Stored dataset items

------------

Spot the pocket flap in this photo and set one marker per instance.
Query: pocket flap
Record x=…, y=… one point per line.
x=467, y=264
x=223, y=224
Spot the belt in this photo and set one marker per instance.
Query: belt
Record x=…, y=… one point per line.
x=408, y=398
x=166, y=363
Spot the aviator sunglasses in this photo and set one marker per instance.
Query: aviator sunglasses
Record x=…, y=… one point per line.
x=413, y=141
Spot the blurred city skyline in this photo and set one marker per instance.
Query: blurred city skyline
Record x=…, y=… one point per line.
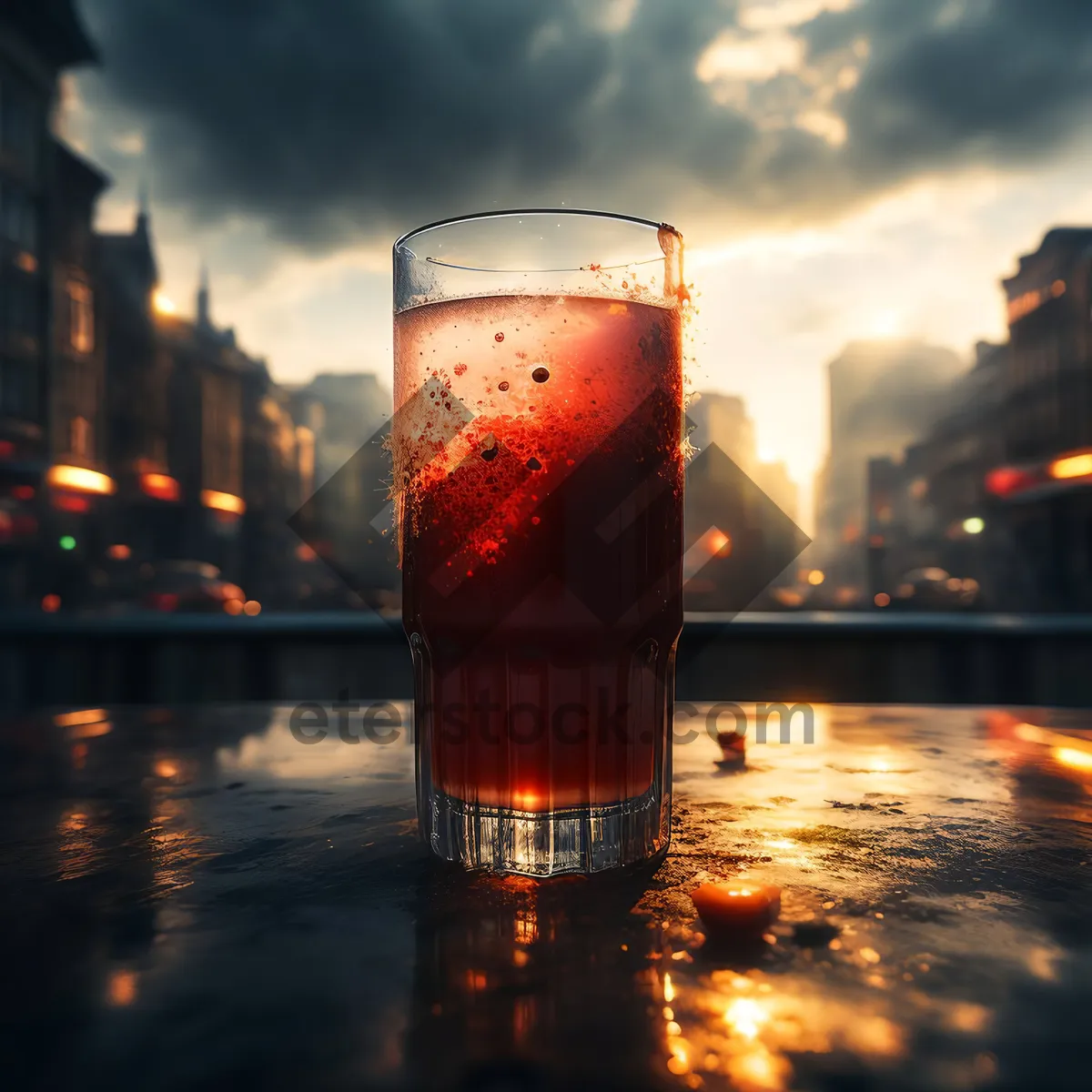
x=825, y=192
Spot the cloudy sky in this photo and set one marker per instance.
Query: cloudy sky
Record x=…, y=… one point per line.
x=840, y=168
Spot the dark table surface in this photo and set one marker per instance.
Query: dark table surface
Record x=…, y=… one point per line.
x=192, y=899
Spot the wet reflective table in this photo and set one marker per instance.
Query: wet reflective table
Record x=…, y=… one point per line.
x=194, y=899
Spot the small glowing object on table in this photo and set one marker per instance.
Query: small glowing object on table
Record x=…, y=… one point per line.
x=736, y=906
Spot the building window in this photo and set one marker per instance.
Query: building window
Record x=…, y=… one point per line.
x=16, y=389
x=19, y=217
x=81, y=317
x=21, y=311
x=19, y=126
x=79, y=437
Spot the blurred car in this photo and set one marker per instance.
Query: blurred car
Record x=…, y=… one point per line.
x=935, y=589
x=188, y=587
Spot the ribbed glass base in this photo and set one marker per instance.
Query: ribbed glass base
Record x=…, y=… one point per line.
x=590, y=839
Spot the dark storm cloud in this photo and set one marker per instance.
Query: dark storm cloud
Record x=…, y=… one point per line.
x=330, y=120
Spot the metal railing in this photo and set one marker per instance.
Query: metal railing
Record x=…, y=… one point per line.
x=807, y=656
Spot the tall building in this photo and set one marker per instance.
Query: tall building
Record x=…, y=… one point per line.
x=883, y=397
x=347, y=519
x=1048, y=402
x=774, y=480
x=52, y=480
x=722, y=420
x=1042, y=490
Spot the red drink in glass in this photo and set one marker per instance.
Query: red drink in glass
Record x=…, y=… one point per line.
x=539, y=470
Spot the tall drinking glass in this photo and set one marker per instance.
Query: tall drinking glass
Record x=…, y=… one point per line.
x=539, y=494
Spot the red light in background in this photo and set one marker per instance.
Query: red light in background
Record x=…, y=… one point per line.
x=71, y=502
x=159, y=486
x=1005, y=480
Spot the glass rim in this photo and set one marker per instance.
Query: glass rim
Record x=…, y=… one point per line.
x=399, y=244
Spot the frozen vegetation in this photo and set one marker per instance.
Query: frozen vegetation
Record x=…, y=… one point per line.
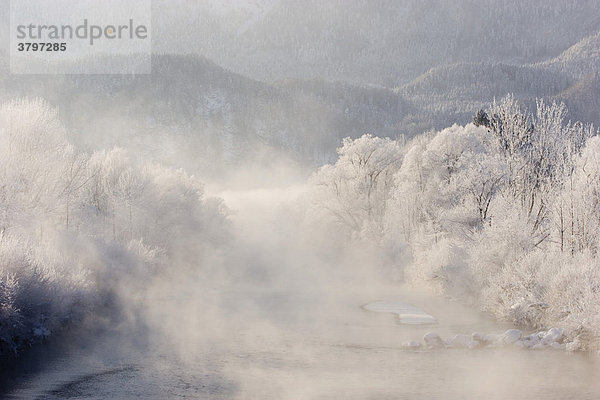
x=77, y=229
x=502, y=211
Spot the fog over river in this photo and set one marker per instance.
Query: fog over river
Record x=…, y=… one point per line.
x=287, y=330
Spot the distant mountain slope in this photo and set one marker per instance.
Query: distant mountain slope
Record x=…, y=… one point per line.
x=218, y=117
x=578, y=60
x=384, y=42
x=451, y=93
x=583, y=99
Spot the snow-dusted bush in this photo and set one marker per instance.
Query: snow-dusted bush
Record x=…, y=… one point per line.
x=505, y=211
x=354, y=192
x=73, y=227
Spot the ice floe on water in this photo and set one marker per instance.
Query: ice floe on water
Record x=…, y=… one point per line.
x=553, y=338
x=407, y=313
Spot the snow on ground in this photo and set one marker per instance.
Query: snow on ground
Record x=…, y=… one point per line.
x=407, y=313
x=553, y=338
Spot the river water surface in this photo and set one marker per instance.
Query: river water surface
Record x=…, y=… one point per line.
x=283, y=332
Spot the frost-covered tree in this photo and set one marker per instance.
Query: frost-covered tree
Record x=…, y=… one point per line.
x=355, y=190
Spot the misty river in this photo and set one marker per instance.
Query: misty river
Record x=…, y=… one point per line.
x=284, y=331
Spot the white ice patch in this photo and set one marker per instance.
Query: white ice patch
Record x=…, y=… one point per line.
x=407, y=313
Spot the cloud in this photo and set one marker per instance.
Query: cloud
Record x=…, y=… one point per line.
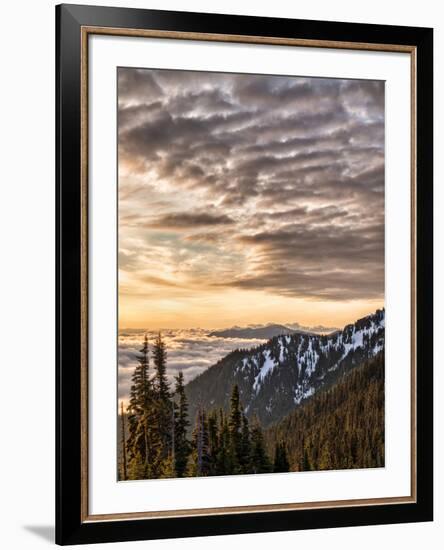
x=252, y=182
x=185, y=220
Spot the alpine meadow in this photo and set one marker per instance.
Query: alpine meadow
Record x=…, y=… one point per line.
x=251, y=233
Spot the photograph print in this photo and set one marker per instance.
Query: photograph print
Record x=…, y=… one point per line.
x=250, y=274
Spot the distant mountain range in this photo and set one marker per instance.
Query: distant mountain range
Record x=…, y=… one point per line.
x=277, y=376
x=265, y=332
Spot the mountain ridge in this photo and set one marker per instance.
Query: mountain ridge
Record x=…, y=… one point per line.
x=278, y=375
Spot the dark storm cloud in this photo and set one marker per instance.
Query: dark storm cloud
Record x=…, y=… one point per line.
x=290, y=169
x=185, y=220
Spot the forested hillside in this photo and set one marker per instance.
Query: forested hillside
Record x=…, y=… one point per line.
x=342, y=427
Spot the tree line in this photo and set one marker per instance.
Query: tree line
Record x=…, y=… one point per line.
x=156, y=436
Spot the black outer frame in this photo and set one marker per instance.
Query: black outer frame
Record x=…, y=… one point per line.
x=69, y=528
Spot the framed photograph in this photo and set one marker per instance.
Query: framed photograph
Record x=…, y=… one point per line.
x=244, y=274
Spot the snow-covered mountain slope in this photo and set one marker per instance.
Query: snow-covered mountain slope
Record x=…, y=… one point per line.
x=277, y=376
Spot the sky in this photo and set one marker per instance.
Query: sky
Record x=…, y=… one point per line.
x=248, y=199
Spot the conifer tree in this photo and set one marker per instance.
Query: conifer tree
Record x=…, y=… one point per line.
x=245, y=455
x=162, y=397
x=181, y=424
x=281, y=463
x=200, y=460
x=124, y=474
x=259, y=458
x=139, y=403
x=235, y=426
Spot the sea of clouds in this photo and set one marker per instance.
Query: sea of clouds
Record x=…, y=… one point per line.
x=188, y=350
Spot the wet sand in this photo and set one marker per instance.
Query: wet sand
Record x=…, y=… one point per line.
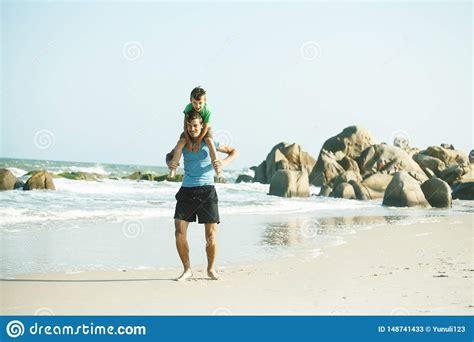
x=416, y=269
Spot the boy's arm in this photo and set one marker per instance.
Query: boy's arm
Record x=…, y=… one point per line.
x=231, y=155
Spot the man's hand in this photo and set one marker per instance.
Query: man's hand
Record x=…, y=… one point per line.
x=173, y=165
x=197, y=146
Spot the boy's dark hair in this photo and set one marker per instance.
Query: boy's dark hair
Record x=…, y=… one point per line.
x=192, y=115
x=197, y=93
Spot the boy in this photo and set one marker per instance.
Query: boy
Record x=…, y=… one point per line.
x=198, y=103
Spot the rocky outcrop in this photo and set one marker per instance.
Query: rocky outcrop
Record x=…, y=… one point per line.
x=404, y=191
x=437, y=192
x=372, y=187
x=387, y=159
x=343, y=190
x=289, y=183
x=7, y=180
x=464, y=191
x=40, y=181
x=326, y=170
x=284, y=156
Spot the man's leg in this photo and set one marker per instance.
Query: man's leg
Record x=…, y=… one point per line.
x=211, y=242
x=181, y=229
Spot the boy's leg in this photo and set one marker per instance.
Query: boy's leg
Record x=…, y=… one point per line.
x=178, y=151
x=181, y=229
x=212, y=152
x=211, y=242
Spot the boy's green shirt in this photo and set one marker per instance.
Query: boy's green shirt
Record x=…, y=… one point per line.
x=205, y=112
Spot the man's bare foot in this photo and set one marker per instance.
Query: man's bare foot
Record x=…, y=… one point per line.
x=213, y=275
x=186, y=275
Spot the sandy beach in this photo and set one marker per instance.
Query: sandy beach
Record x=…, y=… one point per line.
x=417, y=269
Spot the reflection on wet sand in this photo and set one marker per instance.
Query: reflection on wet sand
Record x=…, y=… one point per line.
x=297, y=231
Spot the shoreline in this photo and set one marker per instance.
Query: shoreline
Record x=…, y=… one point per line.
x=416, y=269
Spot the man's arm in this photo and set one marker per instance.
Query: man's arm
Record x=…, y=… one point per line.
x=231, y=155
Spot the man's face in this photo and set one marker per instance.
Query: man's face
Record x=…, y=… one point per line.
x=198, y=104
x=194, y=128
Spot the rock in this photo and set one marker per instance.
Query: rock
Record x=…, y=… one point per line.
x=402, y=143
x=40, y=180
x=447, y=146
x=437, y=192
x=372, y=187
x=326, y=170
x=19, y=184
x=345, y=177
x=284, y=156
x=464, y=191
x=7, y=180
x=244, y=178
x=404, y=191
x=289, y=183
x=325, y=191
x=428, y=162
x=349, y=164
x=351, y=141
x=390, y=160
x=261, y=173
x=82, y=176
x=454, y=173
x=343, y=190
x=447, y=156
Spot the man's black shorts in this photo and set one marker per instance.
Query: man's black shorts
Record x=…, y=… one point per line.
x=200, y=201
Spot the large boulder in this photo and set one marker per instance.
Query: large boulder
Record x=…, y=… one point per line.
x=40, y=181
x=351, y=141
x=437, y=192
x=289, y=183
x=284, y=156
x=448, y=156
x=464, y=191
x=429, y=163
x=7, y=180
x=404, y=191
x=346, y=177
x=87, y=176
x=387, y=159
x=326, y=170
x=343, y=190
x=454, y=173
x=372, y=187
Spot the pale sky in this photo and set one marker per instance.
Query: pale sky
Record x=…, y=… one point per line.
x=107, y=81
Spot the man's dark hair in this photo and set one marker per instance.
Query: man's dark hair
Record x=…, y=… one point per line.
x=197, y=93
x=192, y=115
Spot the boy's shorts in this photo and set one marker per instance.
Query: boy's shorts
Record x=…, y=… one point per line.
x=200, y=202
x=208, y=134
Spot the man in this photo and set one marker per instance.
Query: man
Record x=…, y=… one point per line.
x=197, y=197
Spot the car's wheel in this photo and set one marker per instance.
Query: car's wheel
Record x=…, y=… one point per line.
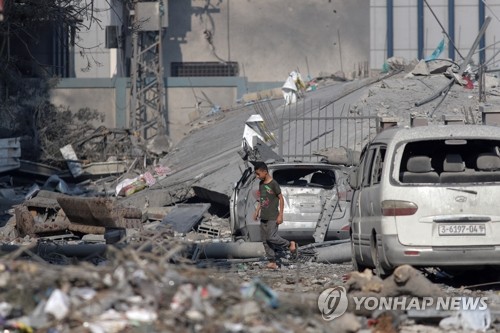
x=355, y=264
x=381, y=269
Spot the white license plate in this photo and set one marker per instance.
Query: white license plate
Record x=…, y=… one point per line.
x=461, y=229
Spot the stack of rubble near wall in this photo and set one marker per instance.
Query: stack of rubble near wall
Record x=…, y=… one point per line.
x=51, y=213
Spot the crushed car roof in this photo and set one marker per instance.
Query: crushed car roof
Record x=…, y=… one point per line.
x=438, y=131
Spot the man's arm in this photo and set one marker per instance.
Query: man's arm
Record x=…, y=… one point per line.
x=257, y=211
x=279, y=219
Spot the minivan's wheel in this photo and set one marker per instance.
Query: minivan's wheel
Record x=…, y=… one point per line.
x=355, y=264
x=380, y=269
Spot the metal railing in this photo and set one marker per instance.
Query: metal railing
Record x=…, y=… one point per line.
x=306, y=129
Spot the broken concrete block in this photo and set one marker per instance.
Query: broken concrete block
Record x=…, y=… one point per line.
x=438, y=66
x=193, y=115
x=100, y=212
x=38, y=219
x=421, y=68
x=72, y=160
x=184, y=217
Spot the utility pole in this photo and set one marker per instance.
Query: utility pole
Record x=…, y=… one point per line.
x=148, y=115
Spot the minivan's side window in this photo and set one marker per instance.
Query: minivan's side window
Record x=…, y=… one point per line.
x=378, y=165
x=367, y=167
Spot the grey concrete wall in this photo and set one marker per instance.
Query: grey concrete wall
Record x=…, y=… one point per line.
x=91, y=58
x=270, y=38
x=108, y=96
x=405, y=28
x=186, y=105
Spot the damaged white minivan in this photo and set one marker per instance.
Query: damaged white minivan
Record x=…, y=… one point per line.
x=428, y=196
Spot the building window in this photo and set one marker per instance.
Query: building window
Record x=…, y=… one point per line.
x=204, y=69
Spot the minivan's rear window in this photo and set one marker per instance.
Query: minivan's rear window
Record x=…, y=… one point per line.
x=450, y=161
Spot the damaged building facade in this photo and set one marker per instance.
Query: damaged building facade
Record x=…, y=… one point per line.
x=414, y=29
x=209, y=55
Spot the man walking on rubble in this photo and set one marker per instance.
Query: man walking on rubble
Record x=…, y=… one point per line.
x=270, y=208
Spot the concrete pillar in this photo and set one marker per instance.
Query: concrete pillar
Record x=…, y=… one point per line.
x=453, y=120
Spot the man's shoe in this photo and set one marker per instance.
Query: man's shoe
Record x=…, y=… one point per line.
x=272, y=265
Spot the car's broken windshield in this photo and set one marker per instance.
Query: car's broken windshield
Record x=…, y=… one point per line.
x=305, y=177
x=439, y=162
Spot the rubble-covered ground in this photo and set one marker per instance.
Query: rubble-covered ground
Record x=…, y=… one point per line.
x=152, y=283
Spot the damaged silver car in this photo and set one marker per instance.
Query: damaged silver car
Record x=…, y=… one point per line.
x=317, y=198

------------

What is being asked: Give back, exactly as written, the lines from the one with "Spot the utility" to the last line.

Reply:
Spot the utility pole in this photo and set one marker per instance.
Query: utility pole
Record x=…, y=… one point per line.
x=148, y=115
Spot the minivan's side window in this photo and set one marker per instance.
Query: minivan's side window
Record x=…, y=… one point per line.
x=378, y=165
x=367, y=167
Spot the grey concrete wall in this photo and set one marker per instance.
Query: grey concrete wall
Record x=…, y=… one point per line.
x=91, y=58
x=270, y=38
x=108, y=96
x=405, y=28
x=186, y=105
Spot the damaged white minivan in this photo and set one marker per instance.
Query: damaged white minivan
Record x=…, y=… one point per line.
x=428, y=196
Spot the building window in this photo and set one marker per instance.
Query: building window
Record x=…, y=… one point per line.
x=204, y=69
Spot the minivan's rear window in this photo and set one marker per instance.
Query: minivan's rear window
Record x=…, y=… one point per line.
x=450, y=161
Spot the damaged building facade in this photo and set one marker per instance.
Query: damaged building facade
Record x=…, y=… one point per line.
x=414, y=29
x=209, y=55
Spot the man walking on rubble in this photo and set one marker per instance.
Query: man walking on rubble
Record x=…, y=… one point per line.
x=270, y=208
Spot the concrete pillar in this photo and set one marker per instance.
Query: concrete pillar
Record x=…, y=… one point per line.
x=453, y=120
Spot the man's shoe in this photo and set one marker per instance.
Query: man's shoe
Record x=…, y=… one point per line.
x=272, y=265
Spot the car's broken windshield in this photo and set one marker per instance.
Query: car's broken windshield
Record x=…, y=… one point per line.
x=305, y=177
x=439, y=162
Spot the rubble-covered ground in this photo and set one marker per instance.
Query: rubble-covered ground
Record x=…, y=… one point per line.
x=152, y=283
Spot the damaged silver car in this photo and set one marker per instance.
Query: damaged silver car
Record x=…, y=… one point per line.
x=317, y=198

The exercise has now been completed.